— GIVEN EXERCISE —
Restate the full set of records exactly, word for word.
───── MATERIAL PROVIDED ─────
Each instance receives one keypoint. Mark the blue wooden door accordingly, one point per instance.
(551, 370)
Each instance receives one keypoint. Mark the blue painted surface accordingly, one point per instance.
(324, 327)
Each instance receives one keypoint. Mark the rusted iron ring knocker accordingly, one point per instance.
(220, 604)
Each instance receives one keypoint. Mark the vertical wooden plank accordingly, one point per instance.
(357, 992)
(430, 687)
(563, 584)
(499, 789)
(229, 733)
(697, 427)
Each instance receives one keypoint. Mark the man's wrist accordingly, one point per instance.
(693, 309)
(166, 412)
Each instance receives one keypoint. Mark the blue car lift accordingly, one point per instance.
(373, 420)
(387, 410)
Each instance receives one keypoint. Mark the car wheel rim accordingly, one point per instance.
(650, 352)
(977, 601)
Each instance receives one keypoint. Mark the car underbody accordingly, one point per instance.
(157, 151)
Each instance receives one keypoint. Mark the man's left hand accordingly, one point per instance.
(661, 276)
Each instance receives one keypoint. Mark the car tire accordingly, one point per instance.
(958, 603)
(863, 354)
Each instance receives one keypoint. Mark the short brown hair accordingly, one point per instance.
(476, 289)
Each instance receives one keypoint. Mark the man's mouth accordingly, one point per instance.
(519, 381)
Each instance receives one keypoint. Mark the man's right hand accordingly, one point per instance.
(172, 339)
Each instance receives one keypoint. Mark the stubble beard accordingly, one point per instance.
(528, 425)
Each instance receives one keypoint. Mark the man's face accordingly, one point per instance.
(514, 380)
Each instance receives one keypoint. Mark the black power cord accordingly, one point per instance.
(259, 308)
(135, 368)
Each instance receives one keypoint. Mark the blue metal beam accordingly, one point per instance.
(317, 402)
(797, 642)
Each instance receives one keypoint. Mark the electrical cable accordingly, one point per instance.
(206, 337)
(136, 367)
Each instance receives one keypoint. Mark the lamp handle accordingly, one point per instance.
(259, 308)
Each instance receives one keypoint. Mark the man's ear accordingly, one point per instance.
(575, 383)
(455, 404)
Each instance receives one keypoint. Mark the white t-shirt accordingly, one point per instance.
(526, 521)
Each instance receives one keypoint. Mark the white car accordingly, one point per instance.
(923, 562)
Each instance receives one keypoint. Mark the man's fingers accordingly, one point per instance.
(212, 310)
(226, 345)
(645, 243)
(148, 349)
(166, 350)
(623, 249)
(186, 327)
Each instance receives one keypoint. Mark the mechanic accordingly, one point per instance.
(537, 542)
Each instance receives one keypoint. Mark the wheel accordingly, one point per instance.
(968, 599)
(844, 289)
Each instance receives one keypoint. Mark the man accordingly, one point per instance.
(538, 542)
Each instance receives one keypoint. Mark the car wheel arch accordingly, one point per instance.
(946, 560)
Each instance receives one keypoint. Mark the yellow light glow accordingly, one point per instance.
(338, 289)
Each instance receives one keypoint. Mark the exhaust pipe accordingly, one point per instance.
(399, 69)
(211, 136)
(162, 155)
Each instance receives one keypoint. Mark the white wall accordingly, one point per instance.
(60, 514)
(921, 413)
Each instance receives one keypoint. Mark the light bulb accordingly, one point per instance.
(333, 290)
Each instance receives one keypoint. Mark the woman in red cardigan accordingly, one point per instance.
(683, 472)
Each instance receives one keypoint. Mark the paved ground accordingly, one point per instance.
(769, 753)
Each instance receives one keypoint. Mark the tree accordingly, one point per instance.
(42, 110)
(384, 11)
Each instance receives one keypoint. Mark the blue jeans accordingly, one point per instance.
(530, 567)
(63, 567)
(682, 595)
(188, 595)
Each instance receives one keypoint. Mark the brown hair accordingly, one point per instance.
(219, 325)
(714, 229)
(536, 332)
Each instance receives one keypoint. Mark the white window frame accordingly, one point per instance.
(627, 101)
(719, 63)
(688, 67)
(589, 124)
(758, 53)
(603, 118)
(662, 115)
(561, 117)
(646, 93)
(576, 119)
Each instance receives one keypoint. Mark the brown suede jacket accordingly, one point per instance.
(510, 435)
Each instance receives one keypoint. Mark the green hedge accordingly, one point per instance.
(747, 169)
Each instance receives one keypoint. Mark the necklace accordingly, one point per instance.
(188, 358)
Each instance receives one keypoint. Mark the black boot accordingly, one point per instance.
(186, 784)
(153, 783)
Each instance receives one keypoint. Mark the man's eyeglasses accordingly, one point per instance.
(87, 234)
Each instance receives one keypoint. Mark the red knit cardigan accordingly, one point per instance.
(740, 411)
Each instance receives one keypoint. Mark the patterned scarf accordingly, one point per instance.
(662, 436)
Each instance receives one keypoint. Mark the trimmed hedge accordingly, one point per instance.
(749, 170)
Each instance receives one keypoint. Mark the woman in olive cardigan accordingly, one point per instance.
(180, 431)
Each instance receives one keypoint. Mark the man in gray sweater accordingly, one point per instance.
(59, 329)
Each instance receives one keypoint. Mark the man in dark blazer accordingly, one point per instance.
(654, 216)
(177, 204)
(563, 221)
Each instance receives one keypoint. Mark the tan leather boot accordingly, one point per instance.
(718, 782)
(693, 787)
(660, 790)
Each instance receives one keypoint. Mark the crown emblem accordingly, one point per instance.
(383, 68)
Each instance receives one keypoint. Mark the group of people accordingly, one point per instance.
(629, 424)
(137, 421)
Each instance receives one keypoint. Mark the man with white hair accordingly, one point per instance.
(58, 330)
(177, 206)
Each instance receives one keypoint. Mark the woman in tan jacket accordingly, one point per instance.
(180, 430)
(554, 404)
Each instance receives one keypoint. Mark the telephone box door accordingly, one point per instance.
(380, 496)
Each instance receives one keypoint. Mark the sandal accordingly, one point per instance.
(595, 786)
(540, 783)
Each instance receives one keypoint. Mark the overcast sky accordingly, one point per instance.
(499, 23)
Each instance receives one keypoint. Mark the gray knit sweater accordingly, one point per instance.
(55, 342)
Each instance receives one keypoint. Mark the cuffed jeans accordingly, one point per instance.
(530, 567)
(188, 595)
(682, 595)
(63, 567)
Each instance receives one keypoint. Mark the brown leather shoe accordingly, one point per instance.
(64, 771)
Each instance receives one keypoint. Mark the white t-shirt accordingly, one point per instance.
─────
— THE REPLY —
Each instance receives one keypoint. Mark the blue wooden door accordingly, one point per instance.
(551, 370)
Each instance receives one keypoint. Mark the blue painted surface accordingly, one point per instance.
(324, 327)
Each instance receives one keypoint. Mark the rusted iron ring knocker accordingly, one point per instance.
(220, 604)
Each instance receives one keypoint. Mark the vertical wooden plank accordingly, one point per instance.
(357, 992)
(430, 687)
(563, 584)
(499, 789)
(229, 733)
(697, 427)
Each instance receives one keypoint. Mark the man's wrist accordingly, one point per instance.
(693, 309)
(166, 412)
Each instance receives one keypoint. Mark the blue car lift accordingly, one point per instance.
(373, 420)
(387, 410)
Each instance receives one keypoint. Mark the car wheel rim accordingly, one point per instance.
(650, 352)
(977, 601)
Each instance receives one keypoint. Mark the car underbody accordingly, one point per instance.
(157, 151)
Each instance receives one keypoint. Mark the man's left hand accordingly, one point per instance.
(661, 276)
Each instance receives one keypoint. Mark the car tire accordingly, one point per instance.
(958, 603)
(863, 354)
Each instance receives one keypoint. Mark the short brown hair accordingly, one point per instance.
(476, 289)
Each instance receives one keypoint. Mark the man's mouth accordingly, one point per instance.
(519, 381)
Each instance receives one keypoint. Mark the man's right hand accordingly, one point per instance.
(172, 339)
Each instance receives one keypoint. Mark the stubble beard accordingly, one point per instance.
(528, 425)
Each instance receives one keypoint. Mark the man's face accordingly, one point per instance.
(514, 380)
Each instance receives one keypoint. Mark the black power cord accordingly, one point per instance.
(259, 308)
(135, 368)
Each instance receives one keypoint. Mark the blue metal beam accordingly, one point per instance.
(317, 402)
(797, 642)
Each instance receives one keypoint. Mark the electrical cable accordingly, one point per instance.
(206, 337)
(136, 367)
Each instance receives one keypoint. Mark the lamp handle accordingly, one point per instance.
(259, 308)
Each instance receives one keypoint. Mark the man's ear accordingly, one point per instance.
(575, 383)
(455, 404)
Each instance receives one keypoint. Mark the white t-shirt accordingly, one point per instance.
(526, 521)
Each instance receives one keypoint. Mark the white car accordingly, one point per instance.
(923, 562)
Each instance receives one keypoint. Mark the man's fingers accordingly, one point per instance.
(212, 310)
(226, 345)
(645, 243)
(148, 349)
(166, 350)
(623, 249)
(186, 327)
Each instance receives one keypoint. Mark the mechanic accordingly, one point per instance.
(537, 542)
Each instance receives one keypoint. Mark the wheel accordingly, one point per instance.
(968, 599)
(844, 289)
Each instance receives one keypoint. Mark the man accordingly, one point per instance.
(538, 542)
Each instance receives one keypoint. Mark the car wheel arch accordingly, one point per instance.
(946, 560)
Each instance receives one keypoint. Mark the yellow light glow accordingly, one point per instance.
(338, 289)
Each instance receives one keypoint. Mark the exhaust pipe accordingly, one point per instance.
(399, 69)
(211, 136)
(162, 155)
Each instance receives one keypoint. Mark the white wall accordingly, one point per instance.
(60, 514)
(921, 413)
Each instance receives one keypoint. Mark the light bulb accordingly, one point per instance.
(333, 290)
Each instance receives one keypoint. Mark the woman in red cardigan accordingly, one point per instance.
(683, 472)
Each instance receives one keypoint. Mark the paved ground accordingly, one point per instance.
(769, 753)
Each instance receives one keypoint. Mark the tree accordingly, one point per instance.
(42, 110)
(384, 11)
Each instance receives one keypoint. Mark the blue jeans accordingly, one point per instance.
(530, 567)
(63, 567)
(682, 595)
(188, 595)
Each instance receives one keypoint. Mark the brown hair accordingly, one point per instance.
(219, 325)
(714, 229)
(536, 332)
Each instance receives one keypoint. Mark the white window frame accordingly, one point per instance.
(627, 101)
(719, 63)
(688, 67)
(589, 124)
(758, 53)
(603, 118)
(662, 115)
(561, 117)
(646, 93)
(576, 119)
Each instance receives one keypoint. Mark the brown suede jacket accordingly, one point per instance.
(510, 435)
Each instance receives one keypoint. Mark the green hedge accordingly, one point per instance.
(747, 169)
Each instance receives one keypoint. Mark the necklace accordingly, one point per instance.
(188, 358)
Each instance receives one keypoint. Mark the black boot accordingly, one point per instance.
(186, 784)
(153, 783)
Each instance receives one keypoint. Mark the man's eyeglasses accordingly, one point per instance.
(87, 234)
Each instance receives one keypoint. Mark the red knit cardigan accordingly, one point per instance.
(740, 411)
Each instance receives one keypoint. Mark the patterned scarf accordingly, one point per instance.
(662, 436)
Each instance receives one keypoint. Mark the trimmed hedge accordingly, one point per instance.
(749, 170)
Each instance receives one keypoint. Mark the woman in olive cardigan accordingly, one point per instance.
(180, 431)
Each instance receives one keypoint. Mark the man in gray sweater accordingly, one point per instance.
(59, 329)
Each instance receives one keypoint. Mark the man in dark blazer accordingly, one point per instance.
(654, 216)
(177, 204)
(563, 221)
Each instance receives one keypoint. Mark the tan leather boot accordingly, one point per instance.
(718, 782)
(693, 787)
(660, 790)
Each instance receives one keypoint. Mark the crown emblem accordingly, one point per instance.
(383, 68)
Each instance receives one keypoint. Mark the group of people accordingly, one point per instance.
(629, 424)
(137, 421)
Each instance receives one keypoint. Mark the man with white hair accordingly, one point per instance.
(58, 330)
(177, 206)
Each instance receives one keypoint. Mark the woman in tan jacket accordingly, one point per instance.
(180, 430)
(554, 404)
Each instance receives one keypoint. Mark the telephone box door accordingly, one point per instance.
(380, 496)
Each instance receives one keypoint. Mark the sandal accordingly, one point per instance.
(595, 786)
(540, 783)
Each instance receives one keypoint. Mark the overcast sky accordingly, one point per instance.
(499, 23)
Each instance receives one keypoint. Mark the gray knit sweater accordingly, one point per instance.
(55, 342)
Each instance receives one keypoint. Mark the cuffed jeans accordingly, one point per instance.
(530, 567)
(188, 595)
(682, 595)
(63, 567)
Each instance receives one keypoint. Mark the brown leather shoe accordingly, one point per instance.
(64, 771)
Each instance receives one keypoint. Mark the white t-shirt accordingly, one point per instance.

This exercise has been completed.